--- TAREAS PENDIENTES ---
a. Responde, según el texto sobre Vietnam, estas preguntas:
(i) ¿En qué año implementó el Partido Comunista la reforma Doi Moi?
(ii) ¿Cuántas personas salieron de la pobreza en dos décadas?
(iii) ¿Cómo se llama la cadena de restaurantes de sopa cuyo dueño está a punto de dar el salto a Norteamérica?
b. Copia del texto sobre Vietnam el fragmento comprendido entre "En menos de" y "ya es historia.".
c. Prosigue el texto sobre Vietnam a partir de su última oración.

--- SECCIÓN DE TEXTO ---
============
En menos de 30 años de doctrina Doi Moi, la gran reforma económica implementada por el Partido Comunista en 1986 (una mezcla de capitalismo salvaje y fuerte intervención del Estado, pariente de la reforma china), Vietnam ha conseguido reducir del 58 al 3,4 por ciento los índices de miseria, lo que significa que en dos décadas 25 millones de personas salieron de la pobreza al mismo tiempo que más del 50 por ciento de su mercado laboral se colocaba fuera de la agricultura. Esta es quizá la prueba más auténtica de que lo yanqui ya es historia.
Los museos de la propaganda comunista van quedando relegados a la categoría de postales para turistas, igual que las repetidas exposiciones de fotografía de guerra que insisten en mostrar, una vez más, los arquetipos mundiales de la guerra: madre despidiendo a hijo soldado, niño que lleva recados entre las trincheras, mujer al frente de los cañones… cuando no son cuerpos descuartizados por la metralla y los bombazos, u hombres deformes, casi monstruos, como consecuencia del Agente Naranja, esa mezcla de herbicidas letal que se usó durante la guerra y que es muy parecida a la que hoy cae sobre los cultivos ilícitos en la guerra colombiana contra la droga.
Mientras tanto en Ho Chi Minh City (Saigón), de la calle Catinat del americano impasible de Grahan Greene ya no queda nada. En su lugar, en el corazón de esa ciudad-mastodonte que se extiende desde el mar de China hasta la frontera camboyana, ciudad-océano como casi todas las capitales asiáticas, se levanta una de las torres más altas del sudeste asiático, hecha con capital cien por ciento vietnamita, y las boutiques de Gucci, Louis Vuitton y Loewe abundan en el distrito principal junto a los centros comerciales de lujo en los que sólo puede comprar la nueva burguesía vietnamita –la del partido–, y ciertos turistas rusos. Y en ese mismo escenario, empresarios como el dueño de una cadena de restaurantes de sopa -el Pho 24- están a punto de dar el salto a Norteamérica para invertir el proceso colonizador tradicional Occidente–Oriente - Norte–Sur, quizá para siempre. Ellos no tienen prisa. Cinco mil años de historia les dan una medida del tiempo que como occidentales no podemos comprender. Y el cronómetro ya se ha echado a andar.
============
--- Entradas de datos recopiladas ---
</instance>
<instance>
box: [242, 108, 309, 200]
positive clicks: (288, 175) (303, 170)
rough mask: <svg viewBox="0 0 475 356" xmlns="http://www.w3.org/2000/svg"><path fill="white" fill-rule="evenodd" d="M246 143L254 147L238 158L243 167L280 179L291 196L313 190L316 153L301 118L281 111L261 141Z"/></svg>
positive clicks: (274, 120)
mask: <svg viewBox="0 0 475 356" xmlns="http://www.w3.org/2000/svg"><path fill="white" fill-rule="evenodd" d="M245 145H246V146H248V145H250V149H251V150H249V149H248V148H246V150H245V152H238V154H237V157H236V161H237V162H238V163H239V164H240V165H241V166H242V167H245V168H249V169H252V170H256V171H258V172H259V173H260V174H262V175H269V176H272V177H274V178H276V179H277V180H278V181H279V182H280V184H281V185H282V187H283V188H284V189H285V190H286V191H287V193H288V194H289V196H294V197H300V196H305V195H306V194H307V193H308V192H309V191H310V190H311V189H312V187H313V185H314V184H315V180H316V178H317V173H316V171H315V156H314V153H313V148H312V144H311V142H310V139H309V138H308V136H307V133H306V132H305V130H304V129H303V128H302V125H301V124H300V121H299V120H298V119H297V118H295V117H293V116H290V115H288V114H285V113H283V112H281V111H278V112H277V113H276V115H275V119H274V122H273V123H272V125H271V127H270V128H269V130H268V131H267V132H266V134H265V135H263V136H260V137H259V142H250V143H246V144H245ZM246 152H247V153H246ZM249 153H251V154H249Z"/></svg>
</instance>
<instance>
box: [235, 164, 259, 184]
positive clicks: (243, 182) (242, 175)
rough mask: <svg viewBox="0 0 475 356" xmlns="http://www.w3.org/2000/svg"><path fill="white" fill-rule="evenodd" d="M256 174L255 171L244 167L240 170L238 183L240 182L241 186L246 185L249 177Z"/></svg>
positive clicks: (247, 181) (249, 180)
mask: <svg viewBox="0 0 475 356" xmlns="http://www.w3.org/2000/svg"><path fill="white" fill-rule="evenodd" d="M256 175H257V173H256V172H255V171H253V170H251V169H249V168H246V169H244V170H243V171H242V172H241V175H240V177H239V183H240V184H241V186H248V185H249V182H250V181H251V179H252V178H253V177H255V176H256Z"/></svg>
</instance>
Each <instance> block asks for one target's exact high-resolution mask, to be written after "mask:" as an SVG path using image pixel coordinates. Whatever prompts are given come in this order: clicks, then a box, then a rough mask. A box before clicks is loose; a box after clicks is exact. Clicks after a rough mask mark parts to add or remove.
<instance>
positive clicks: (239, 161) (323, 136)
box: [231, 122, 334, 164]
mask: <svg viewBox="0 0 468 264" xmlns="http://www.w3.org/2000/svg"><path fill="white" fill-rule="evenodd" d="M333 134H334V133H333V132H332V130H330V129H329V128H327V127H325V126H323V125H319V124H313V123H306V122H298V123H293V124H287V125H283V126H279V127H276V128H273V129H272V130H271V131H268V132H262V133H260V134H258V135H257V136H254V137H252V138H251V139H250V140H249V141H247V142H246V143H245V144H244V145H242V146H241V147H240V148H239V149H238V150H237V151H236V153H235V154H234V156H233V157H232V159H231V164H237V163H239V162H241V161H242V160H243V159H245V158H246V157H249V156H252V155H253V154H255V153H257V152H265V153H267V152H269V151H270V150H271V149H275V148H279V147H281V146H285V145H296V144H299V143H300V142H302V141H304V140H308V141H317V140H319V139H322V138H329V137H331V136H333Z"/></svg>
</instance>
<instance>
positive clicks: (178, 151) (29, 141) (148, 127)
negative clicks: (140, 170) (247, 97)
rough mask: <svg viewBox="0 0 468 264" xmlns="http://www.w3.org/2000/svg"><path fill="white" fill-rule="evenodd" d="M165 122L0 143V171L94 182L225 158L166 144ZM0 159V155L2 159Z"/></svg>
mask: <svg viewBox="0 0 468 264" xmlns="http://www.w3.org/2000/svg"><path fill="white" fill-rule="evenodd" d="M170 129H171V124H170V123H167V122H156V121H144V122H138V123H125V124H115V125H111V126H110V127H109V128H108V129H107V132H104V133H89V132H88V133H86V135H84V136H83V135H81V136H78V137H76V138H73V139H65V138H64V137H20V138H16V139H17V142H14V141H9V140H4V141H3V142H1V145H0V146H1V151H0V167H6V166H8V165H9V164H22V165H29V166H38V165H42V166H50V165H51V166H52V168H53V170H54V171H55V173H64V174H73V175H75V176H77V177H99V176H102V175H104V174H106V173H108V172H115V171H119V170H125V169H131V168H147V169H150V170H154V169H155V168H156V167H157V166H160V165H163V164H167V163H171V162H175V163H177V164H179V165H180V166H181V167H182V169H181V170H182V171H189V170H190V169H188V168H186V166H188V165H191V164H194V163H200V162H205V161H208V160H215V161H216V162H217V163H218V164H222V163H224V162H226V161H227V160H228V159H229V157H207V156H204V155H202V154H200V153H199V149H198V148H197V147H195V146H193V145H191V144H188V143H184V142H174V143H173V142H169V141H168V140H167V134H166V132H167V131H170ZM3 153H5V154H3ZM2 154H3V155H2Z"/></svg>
============
--- RESPUESTAS ESPERADAS ---
a.
(i) En 1986.
(ii) 25 millones de personas.
(iii) Pho 24.

b.
En menos de 30 años de doctrina Doi Moi, la gran reforma económica implementada por el Partido Comunista en 1986 (una mezcla de capitalismo salvaje y fuerte intervención del Estado, pariente de la reforma china), Vietnam ha conseguido reducir del 58 al 3,4 por ciento los índices de miseria, lo que significa que en dos décadas 25 millones de personas salieron de la pobreza al mismo tiempo que más del 50 por ciento de su mercado laboral se colocaba fuera de la agricultura. Esta es quizá la prueba más auténtica de que lo yanqui ya es historia.

c.
Por eso a Vietnam hay que darle, ahora sí, los buenos días. Pero mejor ir a dárselos personalmente antes de su mediamañana, para cuando la destrucción urbanística habrá conquistado la bahía de Halong, la más hermosa del mundo, y en la que ya se ven, en algunas explanadas, grúas gigantescas que vaticinan la invasión hotelera. Para entonces contaremos por miles los turistas que, desde los juncos que atraviesan el archipiélago, darán la espalda a los desconcertantes chichones-montaña. Y en los brillantes arrozales de las tierras altas de Sapa, las etnias de las montañas serán un nuevo parque temático (si es que no lo son ya).
Este dragón indochino lleva décadas despierto, pero en Occidente seguimos viendo películas de marines en Vietnam, creyendo que la guerra con Estados Unidos fue para ellos la primera, e intentamos explicar que la batalla se perdió por.. por… cuando ellos llevan siglos enfrentándose con los chinos, los jemeres y los mongoles. Casi siempre ganando.
Seguimos sin comprender casi nada. Y los que vamos hasta allí miramos por sus ventanas sin darnos cuenta de que no somos invitados a pasar por la puerta. Nos maravillamos con sus mujeres, sus templos, su comida, sedas y artesanías, pero no comprendemos la sonrisa de aquel conserje de hotel que parecía sacado de un comic de Tintín y que antes de salir la primera mañana del hotel quería advertirnos de algo. Pero nosotros todavía no sabemos leer en sus ojos pequeñitos ni en su mueca ambigua. Y quizá no lo sepamos nunca.